For the reasons discussed above, we oppose the proposed prohibition on liability-limiting and indemnification clauses.

c. Adviser Clawbacks for Taxes

Proposed Rule 211(h)(2)-1(a)(4) would also prohibit all private fund advisers from reducing the amount of any adviser clawback by “actual, potential or hypothetical” taxes applicable to the adviser, its related persons or their respective owners or interest holders. In addition to the rationales referenced above, the Commission states a particular concern that reduction for taxes puts an adviser’s interests ahead of private fund investors’ interests, even where such practice is disclosed in the relevant Governing Documents.

We believe that this element of the Proposal should be withdrawn, for the reasons discussed below and in Sections I and II.a. Because tax losses (if any) recognized by an adviser or its related persons in connection with a clawback payment generally are subject to substantial limitations under U.S. income tax rules, including in most cases a prohibition on carrying back such tax losses, proposed Rule 211(h)(2)-1(a)(4) would in many cases put advisers in a worse after-tax position than if no performance-based compensation had been charged at all. This cannot be the result contemplated by the Commission.

Many private equity funds include an investor-favorable clawback mechanism that obligates a carried interest recipient to return early-period carried interest distributions that are subsequently calculated to be excessive after taking into account unfavorable later period results. Private funds are not required to include investor-favorable clawbacks and, as a threshold matter, it is difficult to see the logic of a rule that would require that, if such a clawback were included, it would need to be even more investor favorable.

RECORDS PROVIDED:

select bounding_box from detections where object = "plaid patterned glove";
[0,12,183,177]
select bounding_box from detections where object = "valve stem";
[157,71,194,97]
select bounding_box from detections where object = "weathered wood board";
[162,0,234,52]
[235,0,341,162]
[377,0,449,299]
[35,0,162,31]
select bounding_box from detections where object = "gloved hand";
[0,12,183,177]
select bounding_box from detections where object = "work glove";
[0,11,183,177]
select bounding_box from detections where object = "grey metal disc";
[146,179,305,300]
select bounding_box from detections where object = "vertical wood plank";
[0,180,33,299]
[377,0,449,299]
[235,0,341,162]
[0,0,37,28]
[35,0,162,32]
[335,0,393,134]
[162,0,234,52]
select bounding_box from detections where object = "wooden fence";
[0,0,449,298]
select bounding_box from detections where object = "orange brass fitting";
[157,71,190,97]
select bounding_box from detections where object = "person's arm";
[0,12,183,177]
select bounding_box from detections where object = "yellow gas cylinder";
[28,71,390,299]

JOB:
Please answer these questions from the passage on adviser clawbacks for taxes, one line each:
1. Which proposed rule would bar private fund advisers from reducing an adviser clawback by taxes?
2. What particular concern does the Commission state about reducing clawbacks for taxes?
3. Are private funds required to include investor-favorable clawbacks?

OUTPUT FOR THIS TASK:
1. Proposed Rule 211(h)(2)-1(a)(4).
2. The Commission is concerned that it puts an adviser's interests ahead of private fund investors' interests, even where the practice is disclosed in the relevant Governing Documents.
3. No, private funds are not required to include them.